- [PROBLEM DESCRIPTION] Please repeat all of the listing exactly.

▬▬▬

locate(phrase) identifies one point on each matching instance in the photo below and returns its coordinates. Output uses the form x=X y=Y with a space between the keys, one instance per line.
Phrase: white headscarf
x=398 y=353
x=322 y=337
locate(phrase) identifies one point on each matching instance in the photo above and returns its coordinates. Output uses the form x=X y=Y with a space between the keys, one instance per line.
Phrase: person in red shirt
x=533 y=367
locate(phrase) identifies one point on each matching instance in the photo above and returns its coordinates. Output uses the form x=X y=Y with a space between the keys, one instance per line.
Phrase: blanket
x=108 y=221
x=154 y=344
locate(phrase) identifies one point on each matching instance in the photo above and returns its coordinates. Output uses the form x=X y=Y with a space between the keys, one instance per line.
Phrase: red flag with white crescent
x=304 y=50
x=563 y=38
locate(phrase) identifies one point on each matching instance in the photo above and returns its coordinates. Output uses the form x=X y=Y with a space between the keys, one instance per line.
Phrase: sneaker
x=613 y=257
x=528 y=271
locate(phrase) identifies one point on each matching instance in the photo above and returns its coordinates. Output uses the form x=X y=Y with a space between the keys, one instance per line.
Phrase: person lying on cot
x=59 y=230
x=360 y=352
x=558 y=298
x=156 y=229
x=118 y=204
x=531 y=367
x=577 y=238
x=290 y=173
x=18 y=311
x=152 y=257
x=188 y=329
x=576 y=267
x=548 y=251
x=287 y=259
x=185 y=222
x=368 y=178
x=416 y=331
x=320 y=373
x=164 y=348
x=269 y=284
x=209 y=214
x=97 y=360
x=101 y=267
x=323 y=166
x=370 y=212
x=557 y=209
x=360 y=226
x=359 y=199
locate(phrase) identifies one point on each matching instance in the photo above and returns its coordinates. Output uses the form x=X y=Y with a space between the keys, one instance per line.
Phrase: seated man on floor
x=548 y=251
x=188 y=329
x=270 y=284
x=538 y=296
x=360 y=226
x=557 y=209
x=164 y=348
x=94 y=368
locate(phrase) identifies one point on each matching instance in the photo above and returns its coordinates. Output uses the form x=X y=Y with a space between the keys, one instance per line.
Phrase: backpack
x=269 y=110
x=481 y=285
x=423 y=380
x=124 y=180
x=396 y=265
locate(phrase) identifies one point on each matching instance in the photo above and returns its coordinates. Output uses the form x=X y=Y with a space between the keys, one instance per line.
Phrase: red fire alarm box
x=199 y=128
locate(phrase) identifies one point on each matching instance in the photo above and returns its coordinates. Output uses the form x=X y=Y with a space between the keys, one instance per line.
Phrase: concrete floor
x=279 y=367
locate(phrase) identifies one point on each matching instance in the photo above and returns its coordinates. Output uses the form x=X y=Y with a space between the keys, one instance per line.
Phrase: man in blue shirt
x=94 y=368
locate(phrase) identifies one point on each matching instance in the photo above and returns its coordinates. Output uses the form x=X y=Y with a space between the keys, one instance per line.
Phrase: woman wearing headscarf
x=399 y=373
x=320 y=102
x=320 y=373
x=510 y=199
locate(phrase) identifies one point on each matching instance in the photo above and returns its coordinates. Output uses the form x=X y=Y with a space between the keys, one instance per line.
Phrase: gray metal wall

▬▬▬

- [OUTPUT FOR THIS TASK]
locate(phrase) identifies one point on each matching instance in the photo below and returns its coordinates. Output uses the form x=X y=Y with a space between the keys, one instance per line.
Phrase: white headscarf
x=398 y=353
x=322 y=337
locate(phrase) identifies one point on each matching instance in the photo above and returns its coordinates. Output uses the form x=X y=Y with a space between the keys, one instance per line.
Phrase: person in red shirt
x=533 y=367
locate(phrase) identifies one point on each matching instance in the photo above and returns its coordinates. Output uses the form x=X y=Y with a space between the keys, one instance per line.
Phrase: blanket
x=108 y=221
x=154 y=344
locate(phrase) identifies one point on each matching instance in the photo above and returns its coordinates. Output uses the form x=X y=Y with a space between the keys, one instance per line.
Phrase: red flag with white crescent
x=304 y=50
x=563 y=38
locate(phrase) identifies one point on each matching instance in the photo above and returns its coordinates. Output uses the form x=X y=Y with a space between the keys, one instance per line.
Phrase: sneaker
x=613 y=257
x=528 y=271
locate(phrase) identifies one point on each matching instance in the photo above and returns its coordinates. Output uses the form x=X y=Y with a space between the keys, one instance per line.
Phrase: person lying on cot
x=59 y=230
x=360 y=352
x=558 y=298
x=156 y=229
x=118 y=204
x=531 y=367
x=577 y=238
x=290 y=173
x=18 y=311
x=152 y=257
x=188 y=329
x=576 y=267
x=548 y=251
x=287 y=259
x=185 y=222
x=368 y=178
x=416 y=331
x=320 y=373
x=164 y=348
x=269 y=284
x=209 y=214
x=97 y=360
x=101 y=267
x=323 y=166
x=370 y=212
x=557 y=209
x=360 y=226
x=359 y=199
locate(phrase) identifies one point on each matching instance in the photo above and returns its coordinates. Output uses the form x=X y=Y with a space between the keys, one instance per line.
Phrase: seated man on floor
x=548 y=251
x=188 y=329
x=270 y=284
x=538 y=296
x=360 y=226
x=557 y=209
x=164 y=348
x=94 y=368
locate(phrase) identifies one point on each matching instance in the photo above and returns its coordinates. Output uses the form x=X y=Y with a space between the keys, one instance per line.
Phrase: backpack
x=269 y=110
x=481 y=285
x=423 y=380
x=124 y=180
x=396 y=265
locate(phrase) identifies one point on each matching instance in the photo above and returns its coordinates. Output uses the form x=X y=Y with a space between the keys, one instance per line.
Phrase: red fire alarm box
x=199 y=128
locate(phrase) identifies one point on each matching instance in the photo above and returns its coordinates. Output uses the form x=X y=Y with a space between the keys, one instance per line.
Phrase: concrete floor
x=279 y=367
locate(phrase) identifies one point on each matching instance in the photo above and returns its coordinates. Output uses the form x=X y=Y with a space between the keys, one instance per line.
Phrase: man in blue shirt
x=94 y=368
locate(phrase) identifies one point on each matching instance in the photo above and returns its coordinates. Output uses the form x=X y=Y with a space between the keys, one instance per line.
Phrase: woman wearing headscarf
x=399 y=373
x=320 y=102
x=320 y=373
x=510 y=199
locate(phrase) identifies one point on each matching instance in the photo above and returns its coordinates. Output uses the form x=X y=Y with a space between the keys, one instance per line.
Phrase: gray metal wall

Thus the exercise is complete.